(Referring expression pointing data)
+--

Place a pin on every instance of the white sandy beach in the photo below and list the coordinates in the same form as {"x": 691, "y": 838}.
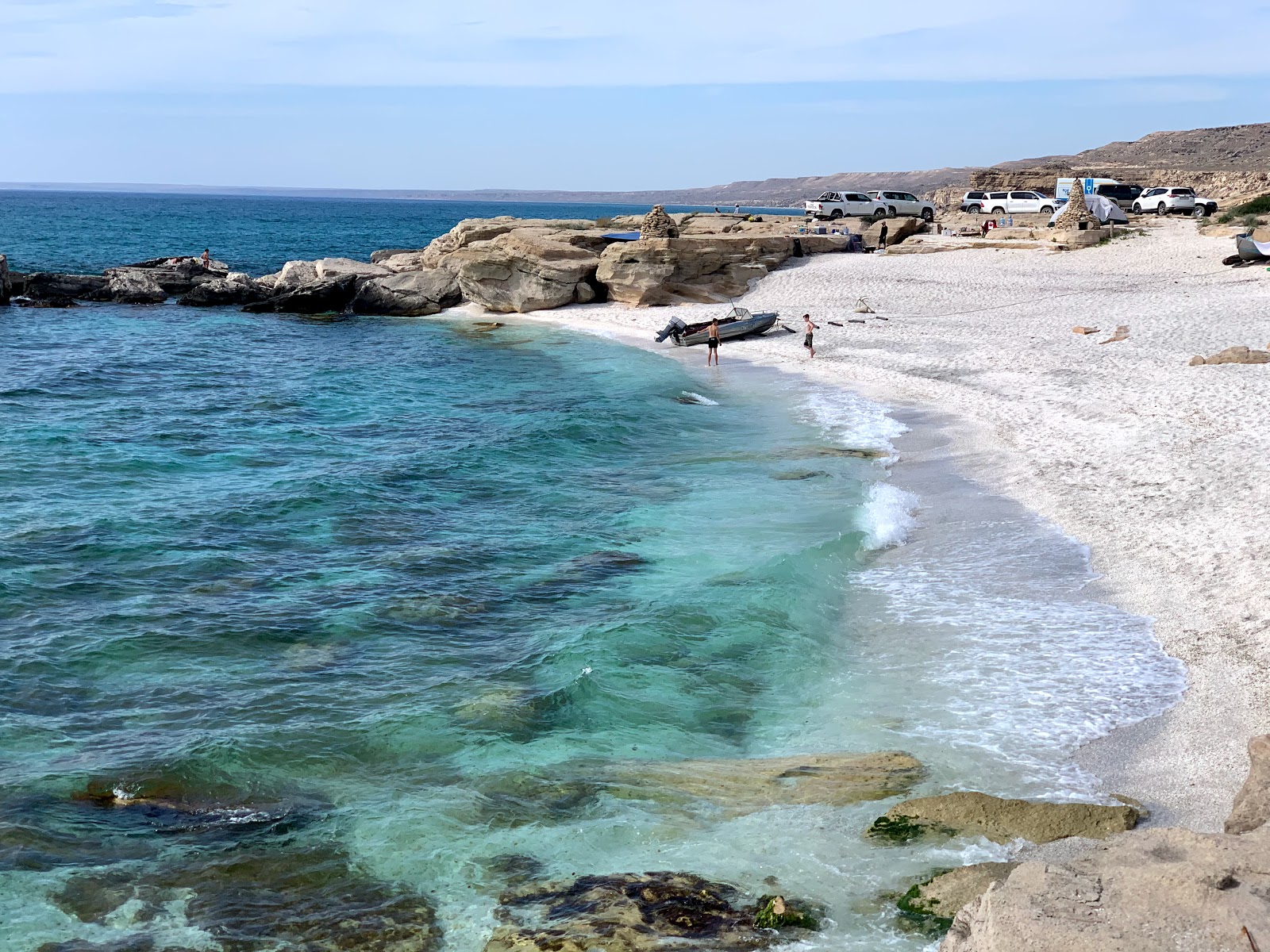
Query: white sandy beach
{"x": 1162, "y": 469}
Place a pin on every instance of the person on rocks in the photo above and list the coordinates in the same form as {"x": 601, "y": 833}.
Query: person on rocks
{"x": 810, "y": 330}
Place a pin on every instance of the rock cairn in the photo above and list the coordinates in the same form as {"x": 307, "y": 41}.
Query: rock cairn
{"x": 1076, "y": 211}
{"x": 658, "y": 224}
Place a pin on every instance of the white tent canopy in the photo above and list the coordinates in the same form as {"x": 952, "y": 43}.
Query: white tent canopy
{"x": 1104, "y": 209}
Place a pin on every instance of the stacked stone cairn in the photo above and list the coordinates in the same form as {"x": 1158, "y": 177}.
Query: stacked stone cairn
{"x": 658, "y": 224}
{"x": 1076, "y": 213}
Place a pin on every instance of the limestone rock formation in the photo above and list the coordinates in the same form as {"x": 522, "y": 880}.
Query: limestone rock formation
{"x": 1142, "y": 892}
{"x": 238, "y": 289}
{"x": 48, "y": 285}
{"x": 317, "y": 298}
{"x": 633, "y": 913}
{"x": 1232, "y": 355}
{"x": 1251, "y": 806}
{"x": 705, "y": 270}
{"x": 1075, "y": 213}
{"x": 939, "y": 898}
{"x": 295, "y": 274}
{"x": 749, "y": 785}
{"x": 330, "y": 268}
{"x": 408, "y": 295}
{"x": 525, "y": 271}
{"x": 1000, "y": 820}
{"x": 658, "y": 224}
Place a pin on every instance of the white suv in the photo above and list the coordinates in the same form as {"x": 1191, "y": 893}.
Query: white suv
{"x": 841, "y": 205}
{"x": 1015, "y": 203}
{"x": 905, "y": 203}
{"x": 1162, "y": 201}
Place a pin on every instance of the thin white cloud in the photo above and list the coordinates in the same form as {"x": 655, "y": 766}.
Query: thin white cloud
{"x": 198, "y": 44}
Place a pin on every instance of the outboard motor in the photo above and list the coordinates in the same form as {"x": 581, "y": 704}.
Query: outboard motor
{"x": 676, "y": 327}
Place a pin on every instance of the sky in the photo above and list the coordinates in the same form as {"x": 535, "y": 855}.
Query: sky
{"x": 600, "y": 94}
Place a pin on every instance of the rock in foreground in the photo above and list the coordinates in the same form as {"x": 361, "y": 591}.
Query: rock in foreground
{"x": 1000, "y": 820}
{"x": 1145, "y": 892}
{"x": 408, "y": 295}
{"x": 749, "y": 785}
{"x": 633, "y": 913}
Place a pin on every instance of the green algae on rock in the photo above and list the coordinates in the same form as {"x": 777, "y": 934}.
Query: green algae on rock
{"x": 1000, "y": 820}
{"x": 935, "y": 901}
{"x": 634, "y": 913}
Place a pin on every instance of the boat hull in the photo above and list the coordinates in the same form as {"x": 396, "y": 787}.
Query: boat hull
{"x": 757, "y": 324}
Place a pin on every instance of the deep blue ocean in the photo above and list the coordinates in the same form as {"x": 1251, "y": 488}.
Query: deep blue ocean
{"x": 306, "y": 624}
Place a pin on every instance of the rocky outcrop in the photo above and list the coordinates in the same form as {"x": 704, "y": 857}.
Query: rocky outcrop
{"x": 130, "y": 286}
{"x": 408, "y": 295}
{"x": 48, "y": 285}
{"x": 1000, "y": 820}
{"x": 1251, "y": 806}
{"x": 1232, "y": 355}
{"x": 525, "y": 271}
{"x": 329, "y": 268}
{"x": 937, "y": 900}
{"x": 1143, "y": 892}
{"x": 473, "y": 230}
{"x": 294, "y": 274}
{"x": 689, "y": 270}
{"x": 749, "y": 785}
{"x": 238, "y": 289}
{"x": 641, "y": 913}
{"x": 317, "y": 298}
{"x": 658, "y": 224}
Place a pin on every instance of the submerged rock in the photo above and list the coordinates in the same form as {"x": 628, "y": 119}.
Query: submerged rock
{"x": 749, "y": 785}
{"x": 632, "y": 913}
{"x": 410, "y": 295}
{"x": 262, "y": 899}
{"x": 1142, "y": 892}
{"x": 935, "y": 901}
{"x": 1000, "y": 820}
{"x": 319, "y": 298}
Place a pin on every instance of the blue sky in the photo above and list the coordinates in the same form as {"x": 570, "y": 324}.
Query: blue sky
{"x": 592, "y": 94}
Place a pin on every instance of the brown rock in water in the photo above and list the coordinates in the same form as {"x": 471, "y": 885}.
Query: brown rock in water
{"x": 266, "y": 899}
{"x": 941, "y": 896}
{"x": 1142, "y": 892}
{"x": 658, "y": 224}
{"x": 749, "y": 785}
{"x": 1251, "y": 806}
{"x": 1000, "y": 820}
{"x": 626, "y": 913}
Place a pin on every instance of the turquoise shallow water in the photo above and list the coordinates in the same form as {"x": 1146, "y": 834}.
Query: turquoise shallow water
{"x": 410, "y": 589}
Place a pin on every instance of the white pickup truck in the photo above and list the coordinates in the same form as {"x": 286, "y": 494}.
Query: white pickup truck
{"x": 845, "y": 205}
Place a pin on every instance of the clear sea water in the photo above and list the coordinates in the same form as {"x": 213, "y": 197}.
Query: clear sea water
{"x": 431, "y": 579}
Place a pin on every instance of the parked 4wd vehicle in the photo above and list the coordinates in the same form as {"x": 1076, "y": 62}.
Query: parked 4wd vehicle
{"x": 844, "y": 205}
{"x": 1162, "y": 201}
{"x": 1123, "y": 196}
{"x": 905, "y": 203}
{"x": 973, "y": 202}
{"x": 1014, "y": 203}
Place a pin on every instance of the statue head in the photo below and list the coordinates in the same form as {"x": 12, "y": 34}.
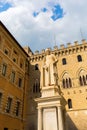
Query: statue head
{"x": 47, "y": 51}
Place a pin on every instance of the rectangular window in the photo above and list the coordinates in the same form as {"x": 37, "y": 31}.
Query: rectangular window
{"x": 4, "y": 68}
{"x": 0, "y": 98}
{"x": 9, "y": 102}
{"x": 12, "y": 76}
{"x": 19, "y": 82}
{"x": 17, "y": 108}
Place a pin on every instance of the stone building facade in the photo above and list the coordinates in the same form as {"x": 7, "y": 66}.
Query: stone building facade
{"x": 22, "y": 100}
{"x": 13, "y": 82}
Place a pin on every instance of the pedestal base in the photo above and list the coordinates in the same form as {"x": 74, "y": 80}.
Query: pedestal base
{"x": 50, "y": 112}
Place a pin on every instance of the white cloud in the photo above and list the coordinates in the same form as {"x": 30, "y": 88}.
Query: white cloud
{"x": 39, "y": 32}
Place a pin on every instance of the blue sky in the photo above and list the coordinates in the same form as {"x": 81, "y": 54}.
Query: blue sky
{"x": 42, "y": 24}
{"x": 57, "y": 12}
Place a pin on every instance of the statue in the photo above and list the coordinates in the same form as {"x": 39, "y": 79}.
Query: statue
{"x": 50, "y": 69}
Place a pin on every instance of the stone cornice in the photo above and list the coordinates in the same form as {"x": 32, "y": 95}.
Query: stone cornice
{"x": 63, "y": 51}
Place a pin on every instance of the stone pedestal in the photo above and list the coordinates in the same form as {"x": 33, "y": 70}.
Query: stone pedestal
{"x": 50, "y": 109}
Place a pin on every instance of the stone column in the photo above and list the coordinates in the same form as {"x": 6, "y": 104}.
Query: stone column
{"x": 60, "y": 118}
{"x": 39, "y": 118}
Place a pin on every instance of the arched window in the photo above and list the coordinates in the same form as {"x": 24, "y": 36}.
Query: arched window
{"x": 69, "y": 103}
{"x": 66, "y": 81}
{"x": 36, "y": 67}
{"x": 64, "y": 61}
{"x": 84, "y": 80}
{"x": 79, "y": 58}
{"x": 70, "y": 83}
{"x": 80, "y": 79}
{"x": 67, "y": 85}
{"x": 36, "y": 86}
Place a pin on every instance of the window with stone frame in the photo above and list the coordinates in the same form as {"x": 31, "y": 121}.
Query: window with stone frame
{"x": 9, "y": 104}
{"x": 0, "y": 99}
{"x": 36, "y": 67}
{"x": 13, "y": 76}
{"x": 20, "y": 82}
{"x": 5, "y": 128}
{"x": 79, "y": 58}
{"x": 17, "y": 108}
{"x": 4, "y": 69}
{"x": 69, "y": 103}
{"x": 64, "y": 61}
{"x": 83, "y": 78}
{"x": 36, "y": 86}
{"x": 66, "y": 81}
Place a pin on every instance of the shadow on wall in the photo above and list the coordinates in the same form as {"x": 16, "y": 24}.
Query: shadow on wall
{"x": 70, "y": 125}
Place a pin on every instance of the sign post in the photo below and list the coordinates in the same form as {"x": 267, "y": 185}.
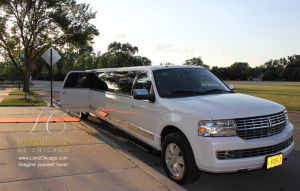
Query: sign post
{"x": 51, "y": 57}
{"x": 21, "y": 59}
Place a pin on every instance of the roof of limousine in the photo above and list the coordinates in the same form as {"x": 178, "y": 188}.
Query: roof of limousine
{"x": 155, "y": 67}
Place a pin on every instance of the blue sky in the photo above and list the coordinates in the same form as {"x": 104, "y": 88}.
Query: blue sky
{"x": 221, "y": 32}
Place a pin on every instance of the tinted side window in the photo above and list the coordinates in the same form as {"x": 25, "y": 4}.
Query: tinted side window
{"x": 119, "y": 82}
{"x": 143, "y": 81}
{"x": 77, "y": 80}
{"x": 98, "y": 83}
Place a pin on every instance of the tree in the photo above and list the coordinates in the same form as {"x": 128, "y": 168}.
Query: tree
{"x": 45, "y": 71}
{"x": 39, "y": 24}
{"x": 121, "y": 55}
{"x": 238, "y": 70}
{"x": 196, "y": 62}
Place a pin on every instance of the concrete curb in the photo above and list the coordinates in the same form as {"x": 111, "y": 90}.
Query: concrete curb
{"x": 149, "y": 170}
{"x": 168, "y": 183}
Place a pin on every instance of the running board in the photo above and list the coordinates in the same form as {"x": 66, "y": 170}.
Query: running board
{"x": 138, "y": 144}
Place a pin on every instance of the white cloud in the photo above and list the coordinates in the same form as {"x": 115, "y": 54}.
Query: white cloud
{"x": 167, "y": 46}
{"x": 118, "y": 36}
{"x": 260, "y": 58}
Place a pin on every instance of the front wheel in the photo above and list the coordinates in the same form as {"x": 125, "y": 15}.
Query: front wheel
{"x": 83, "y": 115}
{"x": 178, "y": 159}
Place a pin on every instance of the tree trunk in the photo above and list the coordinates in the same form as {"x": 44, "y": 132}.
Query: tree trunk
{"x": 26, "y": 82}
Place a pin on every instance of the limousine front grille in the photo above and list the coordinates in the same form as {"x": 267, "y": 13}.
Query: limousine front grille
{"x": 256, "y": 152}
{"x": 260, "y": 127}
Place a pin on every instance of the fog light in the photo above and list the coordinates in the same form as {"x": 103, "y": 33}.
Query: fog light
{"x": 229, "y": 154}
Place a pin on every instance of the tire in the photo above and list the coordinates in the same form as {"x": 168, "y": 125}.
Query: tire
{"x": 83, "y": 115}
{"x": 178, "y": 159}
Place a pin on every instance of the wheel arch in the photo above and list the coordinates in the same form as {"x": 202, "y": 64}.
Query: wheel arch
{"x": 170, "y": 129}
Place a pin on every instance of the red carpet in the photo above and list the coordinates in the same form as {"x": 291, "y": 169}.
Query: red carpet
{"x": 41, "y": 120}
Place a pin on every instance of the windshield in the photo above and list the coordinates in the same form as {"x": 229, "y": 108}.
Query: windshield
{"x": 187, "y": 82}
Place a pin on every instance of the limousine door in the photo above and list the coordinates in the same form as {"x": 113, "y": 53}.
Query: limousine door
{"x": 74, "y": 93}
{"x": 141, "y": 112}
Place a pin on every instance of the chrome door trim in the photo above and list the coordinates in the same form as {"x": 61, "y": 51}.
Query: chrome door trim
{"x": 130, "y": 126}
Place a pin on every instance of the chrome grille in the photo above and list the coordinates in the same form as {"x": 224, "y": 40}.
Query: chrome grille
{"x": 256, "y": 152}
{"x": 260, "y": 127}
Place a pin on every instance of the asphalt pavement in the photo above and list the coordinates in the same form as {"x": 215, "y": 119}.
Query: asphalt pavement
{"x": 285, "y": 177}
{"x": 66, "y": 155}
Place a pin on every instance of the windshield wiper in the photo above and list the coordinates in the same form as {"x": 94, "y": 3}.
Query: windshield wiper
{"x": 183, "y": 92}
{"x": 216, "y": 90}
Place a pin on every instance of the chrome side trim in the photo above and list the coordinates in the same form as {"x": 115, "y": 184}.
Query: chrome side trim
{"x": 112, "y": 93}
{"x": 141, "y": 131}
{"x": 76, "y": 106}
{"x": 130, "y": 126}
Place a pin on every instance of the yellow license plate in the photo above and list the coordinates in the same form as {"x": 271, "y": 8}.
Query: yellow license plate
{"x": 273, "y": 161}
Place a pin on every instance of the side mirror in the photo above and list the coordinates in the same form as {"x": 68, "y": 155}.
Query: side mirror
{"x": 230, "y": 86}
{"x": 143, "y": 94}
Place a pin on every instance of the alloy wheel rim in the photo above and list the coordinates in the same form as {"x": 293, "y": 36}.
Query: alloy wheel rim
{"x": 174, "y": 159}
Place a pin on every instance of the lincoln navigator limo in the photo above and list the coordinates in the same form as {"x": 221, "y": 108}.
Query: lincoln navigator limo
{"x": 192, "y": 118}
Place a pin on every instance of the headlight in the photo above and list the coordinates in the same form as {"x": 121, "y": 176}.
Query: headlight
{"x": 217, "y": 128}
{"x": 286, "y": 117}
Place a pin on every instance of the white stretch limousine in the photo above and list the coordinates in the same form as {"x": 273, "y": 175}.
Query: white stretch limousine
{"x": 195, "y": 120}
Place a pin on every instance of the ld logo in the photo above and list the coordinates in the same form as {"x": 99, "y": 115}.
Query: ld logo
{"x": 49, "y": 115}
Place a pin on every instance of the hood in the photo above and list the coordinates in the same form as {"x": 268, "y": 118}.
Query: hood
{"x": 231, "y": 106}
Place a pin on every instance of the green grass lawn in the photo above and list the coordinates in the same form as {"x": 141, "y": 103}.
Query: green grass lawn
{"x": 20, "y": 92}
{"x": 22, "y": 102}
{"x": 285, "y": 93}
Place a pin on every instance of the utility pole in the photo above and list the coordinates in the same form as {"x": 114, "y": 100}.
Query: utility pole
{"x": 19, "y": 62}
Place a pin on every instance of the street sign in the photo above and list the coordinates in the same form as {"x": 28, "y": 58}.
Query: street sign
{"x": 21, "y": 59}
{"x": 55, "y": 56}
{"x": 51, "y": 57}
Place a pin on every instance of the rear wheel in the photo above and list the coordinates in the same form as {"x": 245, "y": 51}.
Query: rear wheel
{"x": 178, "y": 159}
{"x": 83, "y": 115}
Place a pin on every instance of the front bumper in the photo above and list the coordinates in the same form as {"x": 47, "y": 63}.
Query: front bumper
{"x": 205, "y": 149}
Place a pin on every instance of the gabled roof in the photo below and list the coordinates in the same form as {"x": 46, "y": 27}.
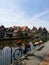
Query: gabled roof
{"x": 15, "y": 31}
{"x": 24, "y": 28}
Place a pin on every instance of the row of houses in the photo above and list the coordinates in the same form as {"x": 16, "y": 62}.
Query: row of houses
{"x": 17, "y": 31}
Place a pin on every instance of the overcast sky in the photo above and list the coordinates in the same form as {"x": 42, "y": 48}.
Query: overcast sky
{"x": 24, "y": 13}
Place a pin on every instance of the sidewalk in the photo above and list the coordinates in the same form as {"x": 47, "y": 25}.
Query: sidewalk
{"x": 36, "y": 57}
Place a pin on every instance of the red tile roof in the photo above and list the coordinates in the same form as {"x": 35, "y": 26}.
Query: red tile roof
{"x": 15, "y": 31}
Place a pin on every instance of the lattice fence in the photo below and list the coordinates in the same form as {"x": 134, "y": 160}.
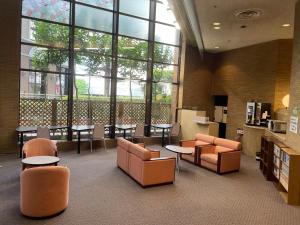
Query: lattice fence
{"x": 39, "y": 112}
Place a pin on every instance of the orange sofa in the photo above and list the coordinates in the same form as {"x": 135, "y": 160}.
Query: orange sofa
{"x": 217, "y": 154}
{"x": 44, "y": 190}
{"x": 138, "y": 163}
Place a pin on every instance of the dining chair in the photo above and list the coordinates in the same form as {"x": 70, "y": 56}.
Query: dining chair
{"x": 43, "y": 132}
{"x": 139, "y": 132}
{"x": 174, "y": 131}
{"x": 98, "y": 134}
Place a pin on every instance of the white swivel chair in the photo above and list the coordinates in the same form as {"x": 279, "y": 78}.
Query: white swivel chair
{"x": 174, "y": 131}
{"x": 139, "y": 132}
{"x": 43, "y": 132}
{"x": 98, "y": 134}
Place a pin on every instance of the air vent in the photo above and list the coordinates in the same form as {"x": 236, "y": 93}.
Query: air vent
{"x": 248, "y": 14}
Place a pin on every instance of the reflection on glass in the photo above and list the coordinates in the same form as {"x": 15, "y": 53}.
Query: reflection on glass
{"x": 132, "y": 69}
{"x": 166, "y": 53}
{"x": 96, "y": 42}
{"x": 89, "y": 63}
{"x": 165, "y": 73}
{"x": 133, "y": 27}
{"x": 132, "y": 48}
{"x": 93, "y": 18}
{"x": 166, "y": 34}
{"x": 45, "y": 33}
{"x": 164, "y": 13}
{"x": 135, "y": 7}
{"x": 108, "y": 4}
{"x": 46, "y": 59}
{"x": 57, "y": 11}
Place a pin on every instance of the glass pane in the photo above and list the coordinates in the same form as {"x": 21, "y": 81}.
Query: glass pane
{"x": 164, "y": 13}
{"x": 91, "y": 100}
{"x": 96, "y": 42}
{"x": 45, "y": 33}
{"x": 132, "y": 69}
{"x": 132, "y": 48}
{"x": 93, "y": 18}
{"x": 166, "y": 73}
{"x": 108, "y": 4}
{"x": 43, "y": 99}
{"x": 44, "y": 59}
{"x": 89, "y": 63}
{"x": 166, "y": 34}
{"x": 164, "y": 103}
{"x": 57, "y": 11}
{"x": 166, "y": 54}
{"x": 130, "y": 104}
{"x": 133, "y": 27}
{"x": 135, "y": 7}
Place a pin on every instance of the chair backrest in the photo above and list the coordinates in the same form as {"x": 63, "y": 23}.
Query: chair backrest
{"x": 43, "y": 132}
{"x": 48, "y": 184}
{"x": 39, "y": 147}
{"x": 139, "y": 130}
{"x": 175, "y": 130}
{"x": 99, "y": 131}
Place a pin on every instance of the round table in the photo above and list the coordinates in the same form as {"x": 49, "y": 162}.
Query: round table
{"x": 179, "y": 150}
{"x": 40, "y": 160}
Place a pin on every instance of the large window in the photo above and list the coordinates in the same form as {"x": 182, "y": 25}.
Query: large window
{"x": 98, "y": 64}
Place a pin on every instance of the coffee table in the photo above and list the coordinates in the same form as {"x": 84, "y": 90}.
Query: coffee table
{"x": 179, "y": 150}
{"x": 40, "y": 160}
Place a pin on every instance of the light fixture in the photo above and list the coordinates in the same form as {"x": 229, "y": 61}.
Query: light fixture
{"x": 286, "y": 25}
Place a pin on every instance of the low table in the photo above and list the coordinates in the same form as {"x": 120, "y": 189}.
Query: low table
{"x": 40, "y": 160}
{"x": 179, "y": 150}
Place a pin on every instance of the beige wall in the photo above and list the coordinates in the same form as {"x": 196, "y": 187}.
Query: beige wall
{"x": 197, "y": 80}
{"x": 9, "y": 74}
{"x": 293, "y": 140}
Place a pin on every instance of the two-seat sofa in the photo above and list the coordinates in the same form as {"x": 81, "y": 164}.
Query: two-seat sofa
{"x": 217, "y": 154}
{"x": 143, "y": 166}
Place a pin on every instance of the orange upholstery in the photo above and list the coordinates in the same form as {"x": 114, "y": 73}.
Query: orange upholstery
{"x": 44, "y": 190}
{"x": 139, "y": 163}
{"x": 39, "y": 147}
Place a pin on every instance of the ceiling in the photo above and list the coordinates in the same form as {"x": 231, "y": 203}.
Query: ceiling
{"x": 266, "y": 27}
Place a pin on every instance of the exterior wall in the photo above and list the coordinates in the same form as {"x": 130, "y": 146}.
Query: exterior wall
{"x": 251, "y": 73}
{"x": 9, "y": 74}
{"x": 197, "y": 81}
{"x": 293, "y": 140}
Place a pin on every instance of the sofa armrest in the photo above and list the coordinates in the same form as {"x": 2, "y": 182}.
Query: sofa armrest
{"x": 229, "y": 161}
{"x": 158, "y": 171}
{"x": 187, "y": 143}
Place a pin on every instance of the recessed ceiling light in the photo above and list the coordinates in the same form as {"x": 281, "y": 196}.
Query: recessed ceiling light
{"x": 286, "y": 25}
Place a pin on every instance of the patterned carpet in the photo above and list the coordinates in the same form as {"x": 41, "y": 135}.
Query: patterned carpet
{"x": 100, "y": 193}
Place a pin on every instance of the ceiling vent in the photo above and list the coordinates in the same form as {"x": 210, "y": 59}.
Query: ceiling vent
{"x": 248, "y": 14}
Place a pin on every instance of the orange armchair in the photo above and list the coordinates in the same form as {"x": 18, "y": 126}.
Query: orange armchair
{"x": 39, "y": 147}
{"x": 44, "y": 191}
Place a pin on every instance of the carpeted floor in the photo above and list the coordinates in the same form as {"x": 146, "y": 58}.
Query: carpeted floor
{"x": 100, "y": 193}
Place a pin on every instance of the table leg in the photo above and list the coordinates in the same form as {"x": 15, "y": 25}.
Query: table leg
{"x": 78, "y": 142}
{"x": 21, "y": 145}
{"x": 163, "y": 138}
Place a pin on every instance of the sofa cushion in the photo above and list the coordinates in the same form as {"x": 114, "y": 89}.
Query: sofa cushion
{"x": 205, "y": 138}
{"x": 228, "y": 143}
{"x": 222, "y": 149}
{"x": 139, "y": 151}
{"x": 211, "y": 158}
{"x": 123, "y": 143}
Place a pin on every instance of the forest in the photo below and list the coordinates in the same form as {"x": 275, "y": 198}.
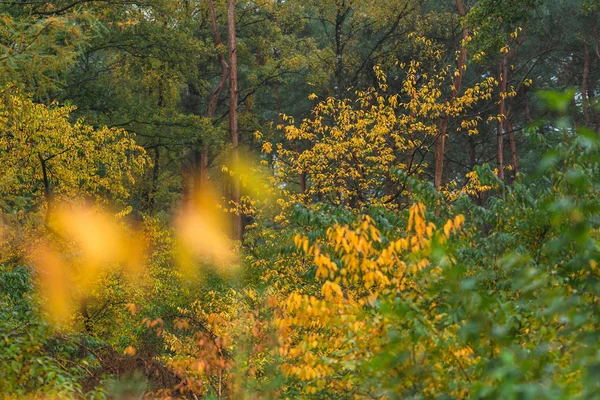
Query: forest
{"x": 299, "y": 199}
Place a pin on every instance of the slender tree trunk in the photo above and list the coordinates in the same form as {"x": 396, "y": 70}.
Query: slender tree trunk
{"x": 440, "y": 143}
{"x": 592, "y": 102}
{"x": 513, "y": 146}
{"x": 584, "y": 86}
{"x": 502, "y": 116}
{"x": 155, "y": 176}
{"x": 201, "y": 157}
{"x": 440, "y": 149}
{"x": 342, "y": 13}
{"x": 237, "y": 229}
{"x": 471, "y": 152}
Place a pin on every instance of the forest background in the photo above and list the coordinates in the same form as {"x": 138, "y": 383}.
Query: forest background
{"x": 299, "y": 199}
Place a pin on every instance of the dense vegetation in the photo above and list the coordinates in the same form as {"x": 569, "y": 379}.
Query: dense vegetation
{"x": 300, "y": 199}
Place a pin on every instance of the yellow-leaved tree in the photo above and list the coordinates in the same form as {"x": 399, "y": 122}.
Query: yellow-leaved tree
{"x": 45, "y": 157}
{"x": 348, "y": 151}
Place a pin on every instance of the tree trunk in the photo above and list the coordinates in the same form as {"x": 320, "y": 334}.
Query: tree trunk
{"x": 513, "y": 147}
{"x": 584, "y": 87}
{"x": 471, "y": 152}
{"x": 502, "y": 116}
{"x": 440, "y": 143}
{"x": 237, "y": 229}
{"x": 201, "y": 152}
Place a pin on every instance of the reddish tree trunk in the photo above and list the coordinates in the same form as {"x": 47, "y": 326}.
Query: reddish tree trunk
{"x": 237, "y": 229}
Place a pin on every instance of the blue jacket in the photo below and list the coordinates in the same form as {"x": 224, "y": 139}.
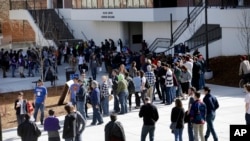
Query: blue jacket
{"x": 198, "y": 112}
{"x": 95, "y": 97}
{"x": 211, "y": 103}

+--

Out of the data above, give again only the lines starting at the one holding "Query: hood" and ending at the one holding "Place a pin on every instance of the street", unchanged.

Query: hood
{"x": 231, "y": 106}
Place a pin on every instance of the green grass lawn in the photo above and list the coordinates in the same form as {"x": 141, "y": 103}.
Query: green grass lawn
{"x": 20, "y": 92}
{"x": 22, "y": 102}
{"x": 285, "y": 93}
Place a pin on every instance of the utility pole in the photo above and list the coordinates in the same form as {"x": 114, "y": 100}.
Query: utility pole
{"x": 19, "y": 62}
Place a pin on every instance of the street sign in the photo above and list the coordinates in the same form as {"x": 28, "y": 58}.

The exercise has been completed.